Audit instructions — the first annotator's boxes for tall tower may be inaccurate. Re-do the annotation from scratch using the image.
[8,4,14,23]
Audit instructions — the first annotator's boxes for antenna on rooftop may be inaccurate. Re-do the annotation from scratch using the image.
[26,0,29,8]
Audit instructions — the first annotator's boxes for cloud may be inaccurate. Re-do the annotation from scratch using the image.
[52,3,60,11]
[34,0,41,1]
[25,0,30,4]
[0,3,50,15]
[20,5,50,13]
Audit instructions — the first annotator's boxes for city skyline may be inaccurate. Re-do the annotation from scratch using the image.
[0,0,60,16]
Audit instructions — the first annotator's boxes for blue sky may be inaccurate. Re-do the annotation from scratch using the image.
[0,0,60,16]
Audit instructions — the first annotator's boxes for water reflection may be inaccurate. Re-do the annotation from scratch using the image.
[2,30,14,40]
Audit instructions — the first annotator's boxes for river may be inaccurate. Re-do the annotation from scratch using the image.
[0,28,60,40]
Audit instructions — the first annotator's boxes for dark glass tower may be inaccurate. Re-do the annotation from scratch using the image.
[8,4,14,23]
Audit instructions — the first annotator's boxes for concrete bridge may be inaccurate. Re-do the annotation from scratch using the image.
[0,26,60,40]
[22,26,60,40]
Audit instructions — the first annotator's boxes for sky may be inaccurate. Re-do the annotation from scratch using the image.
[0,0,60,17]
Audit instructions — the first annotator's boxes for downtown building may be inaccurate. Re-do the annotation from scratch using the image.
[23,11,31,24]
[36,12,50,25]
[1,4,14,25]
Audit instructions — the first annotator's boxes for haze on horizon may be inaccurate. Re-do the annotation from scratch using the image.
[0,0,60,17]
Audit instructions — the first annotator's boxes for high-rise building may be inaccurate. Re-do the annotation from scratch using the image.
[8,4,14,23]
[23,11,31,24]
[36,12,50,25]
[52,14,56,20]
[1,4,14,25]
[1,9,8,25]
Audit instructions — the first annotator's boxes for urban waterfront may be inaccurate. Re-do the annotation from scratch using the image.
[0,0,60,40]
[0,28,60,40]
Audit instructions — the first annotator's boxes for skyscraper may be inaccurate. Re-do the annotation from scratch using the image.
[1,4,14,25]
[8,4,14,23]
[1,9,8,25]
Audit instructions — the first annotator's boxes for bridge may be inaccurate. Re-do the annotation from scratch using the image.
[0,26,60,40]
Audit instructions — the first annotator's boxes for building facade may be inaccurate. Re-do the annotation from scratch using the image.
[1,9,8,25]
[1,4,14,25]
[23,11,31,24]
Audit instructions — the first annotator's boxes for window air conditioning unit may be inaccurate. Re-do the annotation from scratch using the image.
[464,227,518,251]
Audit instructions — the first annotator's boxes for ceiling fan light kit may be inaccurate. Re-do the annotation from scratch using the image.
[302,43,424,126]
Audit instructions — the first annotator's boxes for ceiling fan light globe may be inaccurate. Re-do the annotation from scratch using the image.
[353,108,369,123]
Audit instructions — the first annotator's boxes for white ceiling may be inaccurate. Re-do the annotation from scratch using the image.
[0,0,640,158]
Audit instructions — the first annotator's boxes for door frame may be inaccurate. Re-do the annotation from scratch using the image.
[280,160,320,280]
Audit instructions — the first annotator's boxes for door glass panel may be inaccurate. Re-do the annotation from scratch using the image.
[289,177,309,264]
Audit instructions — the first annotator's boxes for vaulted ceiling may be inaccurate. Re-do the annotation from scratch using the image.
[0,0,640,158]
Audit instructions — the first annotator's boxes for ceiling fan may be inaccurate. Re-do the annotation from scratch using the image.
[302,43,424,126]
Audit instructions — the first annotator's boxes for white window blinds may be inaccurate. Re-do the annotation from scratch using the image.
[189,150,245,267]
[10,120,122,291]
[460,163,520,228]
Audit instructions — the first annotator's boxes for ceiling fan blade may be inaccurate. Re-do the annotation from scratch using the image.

* * *

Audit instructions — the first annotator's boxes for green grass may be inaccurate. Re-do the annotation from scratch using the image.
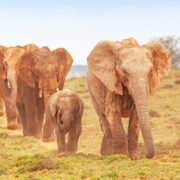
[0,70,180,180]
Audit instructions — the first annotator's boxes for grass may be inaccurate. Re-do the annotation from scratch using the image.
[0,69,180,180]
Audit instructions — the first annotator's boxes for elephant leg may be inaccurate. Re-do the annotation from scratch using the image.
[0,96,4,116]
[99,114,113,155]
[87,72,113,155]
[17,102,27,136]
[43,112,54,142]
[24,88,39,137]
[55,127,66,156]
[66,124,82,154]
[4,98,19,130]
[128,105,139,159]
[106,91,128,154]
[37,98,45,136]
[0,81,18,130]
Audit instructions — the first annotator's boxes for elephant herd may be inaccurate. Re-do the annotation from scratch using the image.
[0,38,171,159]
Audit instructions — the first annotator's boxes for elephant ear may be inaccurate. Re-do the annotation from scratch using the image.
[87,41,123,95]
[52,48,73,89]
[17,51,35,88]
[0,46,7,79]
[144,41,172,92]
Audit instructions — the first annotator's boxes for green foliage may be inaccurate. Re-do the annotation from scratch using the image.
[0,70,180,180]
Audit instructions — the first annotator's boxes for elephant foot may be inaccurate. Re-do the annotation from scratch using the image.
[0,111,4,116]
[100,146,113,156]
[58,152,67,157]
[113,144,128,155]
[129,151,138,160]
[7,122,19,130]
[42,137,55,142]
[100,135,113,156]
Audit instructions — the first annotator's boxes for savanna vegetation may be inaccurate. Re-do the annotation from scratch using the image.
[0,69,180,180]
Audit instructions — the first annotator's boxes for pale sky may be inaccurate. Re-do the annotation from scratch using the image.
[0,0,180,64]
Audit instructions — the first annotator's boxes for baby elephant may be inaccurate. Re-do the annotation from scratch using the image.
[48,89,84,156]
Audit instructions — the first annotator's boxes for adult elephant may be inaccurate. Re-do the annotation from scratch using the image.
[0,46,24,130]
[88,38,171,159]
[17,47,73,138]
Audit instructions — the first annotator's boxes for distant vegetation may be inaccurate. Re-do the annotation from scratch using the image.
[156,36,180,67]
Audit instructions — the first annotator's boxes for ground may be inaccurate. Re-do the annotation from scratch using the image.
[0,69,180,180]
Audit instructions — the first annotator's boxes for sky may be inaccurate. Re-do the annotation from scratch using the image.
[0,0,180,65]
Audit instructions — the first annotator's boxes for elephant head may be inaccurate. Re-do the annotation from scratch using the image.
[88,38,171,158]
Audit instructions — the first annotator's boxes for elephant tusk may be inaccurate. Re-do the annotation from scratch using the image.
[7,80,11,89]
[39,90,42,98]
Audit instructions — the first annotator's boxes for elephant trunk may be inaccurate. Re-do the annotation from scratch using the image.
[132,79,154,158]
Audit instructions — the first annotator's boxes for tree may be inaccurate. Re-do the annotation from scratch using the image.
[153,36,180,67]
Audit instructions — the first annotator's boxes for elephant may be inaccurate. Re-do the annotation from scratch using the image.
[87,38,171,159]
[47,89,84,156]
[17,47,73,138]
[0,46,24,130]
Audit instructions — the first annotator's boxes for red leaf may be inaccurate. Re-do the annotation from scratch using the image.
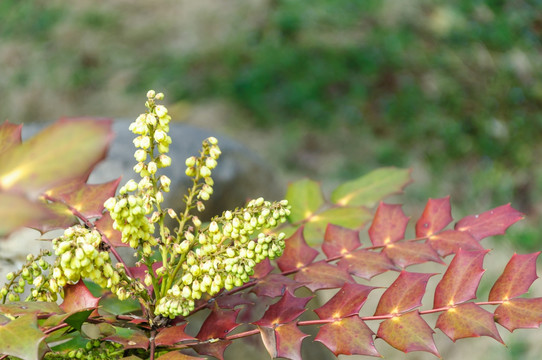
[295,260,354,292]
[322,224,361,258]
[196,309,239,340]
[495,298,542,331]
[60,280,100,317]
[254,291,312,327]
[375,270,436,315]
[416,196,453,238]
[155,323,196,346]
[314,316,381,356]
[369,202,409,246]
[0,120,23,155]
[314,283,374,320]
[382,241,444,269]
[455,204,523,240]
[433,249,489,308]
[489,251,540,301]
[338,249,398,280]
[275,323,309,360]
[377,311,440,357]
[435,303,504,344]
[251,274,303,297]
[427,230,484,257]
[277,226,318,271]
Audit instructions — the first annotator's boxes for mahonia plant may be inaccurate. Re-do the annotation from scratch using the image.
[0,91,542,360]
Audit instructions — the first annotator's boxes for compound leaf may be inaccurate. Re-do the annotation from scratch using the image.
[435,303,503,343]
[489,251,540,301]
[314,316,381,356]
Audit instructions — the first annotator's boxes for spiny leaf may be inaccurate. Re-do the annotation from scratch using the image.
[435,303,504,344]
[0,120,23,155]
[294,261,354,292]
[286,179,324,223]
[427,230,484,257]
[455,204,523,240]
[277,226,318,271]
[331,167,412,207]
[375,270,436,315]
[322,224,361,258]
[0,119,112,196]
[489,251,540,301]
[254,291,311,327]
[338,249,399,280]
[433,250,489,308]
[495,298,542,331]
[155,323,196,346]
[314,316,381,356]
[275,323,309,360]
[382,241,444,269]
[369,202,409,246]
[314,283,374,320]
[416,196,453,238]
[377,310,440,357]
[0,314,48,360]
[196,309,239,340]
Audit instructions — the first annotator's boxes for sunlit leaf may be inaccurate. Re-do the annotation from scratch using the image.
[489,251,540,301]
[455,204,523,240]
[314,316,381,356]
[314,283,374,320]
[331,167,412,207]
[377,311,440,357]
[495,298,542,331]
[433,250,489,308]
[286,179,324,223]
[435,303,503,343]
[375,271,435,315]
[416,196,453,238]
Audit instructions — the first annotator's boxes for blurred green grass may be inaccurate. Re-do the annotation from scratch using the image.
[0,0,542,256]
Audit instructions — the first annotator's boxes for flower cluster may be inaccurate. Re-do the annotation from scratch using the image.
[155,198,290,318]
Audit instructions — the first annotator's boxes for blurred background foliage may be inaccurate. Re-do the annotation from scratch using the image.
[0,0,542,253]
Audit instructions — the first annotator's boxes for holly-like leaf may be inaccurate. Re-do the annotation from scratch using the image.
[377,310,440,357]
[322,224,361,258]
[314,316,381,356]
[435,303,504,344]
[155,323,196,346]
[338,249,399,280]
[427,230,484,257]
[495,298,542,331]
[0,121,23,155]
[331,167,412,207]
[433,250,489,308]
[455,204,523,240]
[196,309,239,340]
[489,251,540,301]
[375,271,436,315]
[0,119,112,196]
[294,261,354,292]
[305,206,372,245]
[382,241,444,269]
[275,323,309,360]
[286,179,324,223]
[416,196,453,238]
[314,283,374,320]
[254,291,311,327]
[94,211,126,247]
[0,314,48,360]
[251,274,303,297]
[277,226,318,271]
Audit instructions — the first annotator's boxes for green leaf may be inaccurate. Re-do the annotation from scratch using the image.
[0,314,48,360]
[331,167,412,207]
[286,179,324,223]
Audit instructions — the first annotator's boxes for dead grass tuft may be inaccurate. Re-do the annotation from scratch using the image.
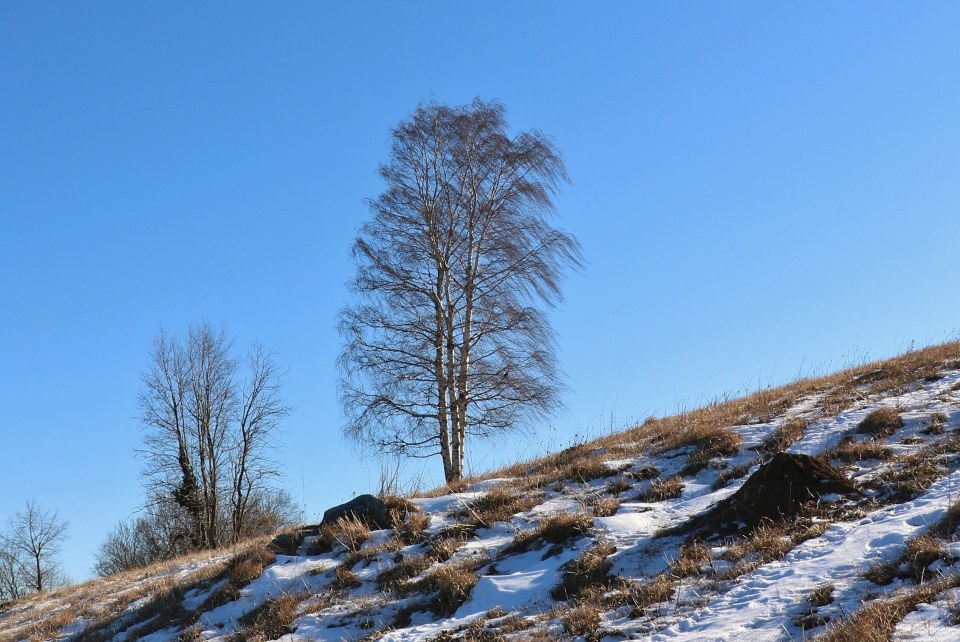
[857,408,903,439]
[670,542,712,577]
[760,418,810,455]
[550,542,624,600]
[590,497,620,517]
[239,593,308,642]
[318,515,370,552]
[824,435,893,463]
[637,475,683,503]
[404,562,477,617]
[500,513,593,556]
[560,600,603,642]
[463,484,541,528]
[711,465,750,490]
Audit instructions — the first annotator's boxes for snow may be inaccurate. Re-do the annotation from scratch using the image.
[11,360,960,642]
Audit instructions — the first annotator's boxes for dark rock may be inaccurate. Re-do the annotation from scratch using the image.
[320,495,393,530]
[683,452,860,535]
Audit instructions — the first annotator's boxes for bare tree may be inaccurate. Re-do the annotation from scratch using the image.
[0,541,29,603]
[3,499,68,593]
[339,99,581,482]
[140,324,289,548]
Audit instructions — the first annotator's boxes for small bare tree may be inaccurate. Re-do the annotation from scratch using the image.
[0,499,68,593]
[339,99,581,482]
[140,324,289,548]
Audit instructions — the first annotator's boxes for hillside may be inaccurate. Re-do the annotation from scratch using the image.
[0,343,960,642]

---

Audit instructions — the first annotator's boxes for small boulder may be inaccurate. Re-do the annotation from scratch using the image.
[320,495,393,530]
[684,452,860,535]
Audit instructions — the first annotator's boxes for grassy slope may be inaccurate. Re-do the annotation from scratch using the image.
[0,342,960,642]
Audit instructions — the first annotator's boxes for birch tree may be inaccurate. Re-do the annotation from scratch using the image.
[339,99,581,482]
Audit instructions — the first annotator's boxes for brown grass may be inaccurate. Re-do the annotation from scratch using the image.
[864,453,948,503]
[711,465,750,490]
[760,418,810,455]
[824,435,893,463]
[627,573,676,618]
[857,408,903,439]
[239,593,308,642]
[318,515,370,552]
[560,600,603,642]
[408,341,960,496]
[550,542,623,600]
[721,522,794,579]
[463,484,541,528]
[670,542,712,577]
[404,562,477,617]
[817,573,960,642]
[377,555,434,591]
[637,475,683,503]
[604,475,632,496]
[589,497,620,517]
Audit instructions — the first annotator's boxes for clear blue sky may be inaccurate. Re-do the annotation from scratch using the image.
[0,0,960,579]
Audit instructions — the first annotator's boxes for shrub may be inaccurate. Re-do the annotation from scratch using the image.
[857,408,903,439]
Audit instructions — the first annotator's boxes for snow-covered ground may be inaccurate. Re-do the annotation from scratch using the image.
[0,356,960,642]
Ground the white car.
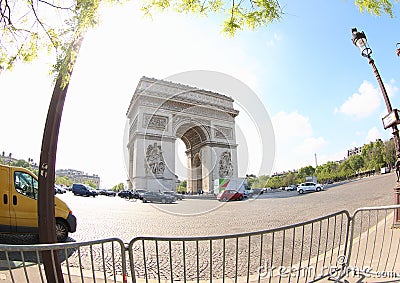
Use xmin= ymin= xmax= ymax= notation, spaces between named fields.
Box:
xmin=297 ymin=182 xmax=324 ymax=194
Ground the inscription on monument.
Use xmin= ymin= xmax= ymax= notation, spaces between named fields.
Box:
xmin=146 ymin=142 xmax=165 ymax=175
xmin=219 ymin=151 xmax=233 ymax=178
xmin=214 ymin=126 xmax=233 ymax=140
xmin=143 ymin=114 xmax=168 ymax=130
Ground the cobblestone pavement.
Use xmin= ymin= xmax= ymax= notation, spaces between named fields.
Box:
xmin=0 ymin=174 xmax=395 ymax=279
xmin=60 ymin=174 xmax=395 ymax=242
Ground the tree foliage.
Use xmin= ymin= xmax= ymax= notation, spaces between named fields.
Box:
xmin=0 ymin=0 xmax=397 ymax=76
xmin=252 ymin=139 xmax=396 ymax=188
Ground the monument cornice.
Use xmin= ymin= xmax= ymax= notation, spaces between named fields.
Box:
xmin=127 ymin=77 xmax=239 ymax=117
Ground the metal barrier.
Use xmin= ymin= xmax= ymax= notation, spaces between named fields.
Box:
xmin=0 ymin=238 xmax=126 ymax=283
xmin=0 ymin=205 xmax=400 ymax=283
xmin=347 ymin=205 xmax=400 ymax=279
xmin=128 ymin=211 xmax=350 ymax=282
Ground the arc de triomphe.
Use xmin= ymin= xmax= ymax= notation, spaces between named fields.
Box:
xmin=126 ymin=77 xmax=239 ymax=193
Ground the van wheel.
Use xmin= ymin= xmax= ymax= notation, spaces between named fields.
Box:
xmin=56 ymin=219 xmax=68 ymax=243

### WHAT IS EXPECTED
Put the rows from the line containing "Audit instructions — the first annotator's boxes for sunlit" up to and including the line containing "[0,0,542,253]" into a JSON list of strings, one string per line, leaving out blank lines.

### WORKED ANSWER
[
  "Audit instructions — the first annotator's boxes for sunlit leaf may be inaccurate. Re-do the annotation from scratch using the image.",
  "[489,251,540,301]",
  "[455,204,523,240]",
  "[314,316,381,356]",
  "[314,283,374,320]",
  "[331,167,412,207]",
  "[377,311,440,357]",
  "[495,298,542,331]",
  "[433,250,489,308]",
  "[286,179,324,223]",
  "[435,303,503,343]",
  "[375,271,435,315]",
  "[416,196,453,238]",
  "Audit instructions — the first annotator's boxes for blurred green grass may be inaccurate. Re-do the annotation from scratch using the image.",
  "[0,0,542,256]",
  "Audit instructions — the first annotator's boxes for flower cluster may be inaccurate. Re-do the annotation from scratch using the image.",
  "[155,198,290,318]",
  "Audit instructions — the first annotator's boxes for blurred background foliage may be inaccurate. Re-do the annotation from scratch using the image.",
  "[0,0,542,253]"
]